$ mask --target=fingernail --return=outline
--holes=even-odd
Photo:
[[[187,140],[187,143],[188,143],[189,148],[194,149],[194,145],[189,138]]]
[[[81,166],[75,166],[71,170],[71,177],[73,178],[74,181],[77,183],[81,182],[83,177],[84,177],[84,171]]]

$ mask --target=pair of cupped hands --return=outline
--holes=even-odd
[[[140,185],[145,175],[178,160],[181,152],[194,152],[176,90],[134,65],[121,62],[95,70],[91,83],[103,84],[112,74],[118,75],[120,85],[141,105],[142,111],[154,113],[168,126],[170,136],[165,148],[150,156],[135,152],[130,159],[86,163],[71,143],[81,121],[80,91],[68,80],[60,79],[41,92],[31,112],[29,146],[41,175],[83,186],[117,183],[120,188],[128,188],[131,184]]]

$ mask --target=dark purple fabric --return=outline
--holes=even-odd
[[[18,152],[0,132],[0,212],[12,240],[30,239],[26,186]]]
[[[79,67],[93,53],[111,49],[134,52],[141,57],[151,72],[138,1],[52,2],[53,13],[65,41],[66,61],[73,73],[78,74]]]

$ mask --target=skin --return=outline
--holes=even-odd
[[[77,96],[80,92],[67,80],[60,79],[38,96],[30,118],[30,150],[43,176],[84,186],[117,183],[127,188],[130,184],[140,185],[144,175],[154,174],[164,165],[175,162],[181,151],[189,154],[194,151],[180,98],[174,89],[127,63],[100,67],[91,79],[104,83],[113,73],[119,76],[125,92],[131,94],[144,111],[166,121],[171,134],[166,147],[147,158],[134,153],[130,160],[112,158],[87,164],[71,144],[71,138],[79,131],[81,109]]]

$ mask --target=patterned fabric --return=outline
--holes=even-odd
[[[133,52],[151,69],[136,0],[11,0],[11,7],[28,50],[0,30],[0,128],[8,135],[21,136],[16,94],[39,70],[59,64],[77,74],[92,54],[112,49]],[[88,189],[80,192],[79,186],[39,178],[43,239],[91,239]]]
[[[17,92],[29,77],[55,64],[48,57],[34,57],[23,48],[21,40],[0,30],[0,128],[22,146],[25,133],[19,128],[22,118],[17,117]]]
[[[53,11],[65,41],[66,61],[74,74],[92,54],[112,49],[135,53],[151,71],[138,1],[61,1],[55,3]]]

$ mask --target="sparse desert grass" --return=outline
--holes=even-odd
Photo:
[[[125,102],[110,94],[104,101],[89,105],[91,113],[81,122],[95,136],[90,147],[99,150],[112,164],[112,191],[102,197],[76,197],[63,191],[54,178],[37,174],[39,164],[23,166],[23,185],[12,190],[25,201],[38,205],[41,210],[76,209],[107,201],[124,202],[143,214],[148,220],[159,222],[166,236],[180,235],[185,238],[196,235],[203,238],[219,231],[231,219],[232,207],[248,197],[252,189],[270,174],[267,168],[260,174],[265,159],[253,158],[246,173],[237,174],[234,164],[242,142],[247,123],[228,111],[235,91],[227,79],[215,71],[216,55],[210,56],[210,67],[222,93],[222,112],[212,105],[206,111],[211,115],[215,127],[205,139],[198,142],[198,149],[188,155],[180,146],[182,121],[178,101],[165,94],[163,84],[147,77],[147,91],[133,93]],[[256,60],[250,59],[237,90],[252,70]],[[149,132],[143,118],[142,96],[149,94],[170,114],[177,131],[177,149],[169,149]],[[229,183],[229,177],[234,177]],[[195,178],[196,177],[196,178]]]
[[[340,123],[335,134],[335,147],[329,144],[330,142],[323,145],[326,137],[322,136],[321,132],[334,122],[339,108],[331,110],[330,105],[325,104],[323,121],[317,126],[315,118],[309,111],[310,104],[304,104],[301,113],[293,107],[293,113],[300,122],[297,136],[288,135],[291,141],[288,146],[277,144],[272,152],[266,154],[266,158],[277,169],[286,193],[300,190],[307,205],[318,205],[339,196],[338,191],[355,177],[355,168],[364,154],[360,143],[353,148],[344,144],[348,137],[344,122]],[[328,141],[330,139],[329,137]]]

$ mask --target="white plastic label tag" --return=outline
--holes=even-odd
——————————
» **Doel**:
Haal alstublieft elke regel uit de gegevens hierboven waarin de tekenreeks "mask" voorkomt. Het verschil tussen hoofdletters en kleine letters telt mee.

» **Antwoord**:
$ mask --target=fingernail --return=outline
$ mask --target=pair of cupped hands --return=outline
$ mask --target=dark purple fabric --return=outline
$ mask --target=skin --return=outline
$ mask --target=patterned fabric --return=outline
$ mask --target="sparse desert grass" --return=outline
$ mask --target="white plastic label tag" --return=outline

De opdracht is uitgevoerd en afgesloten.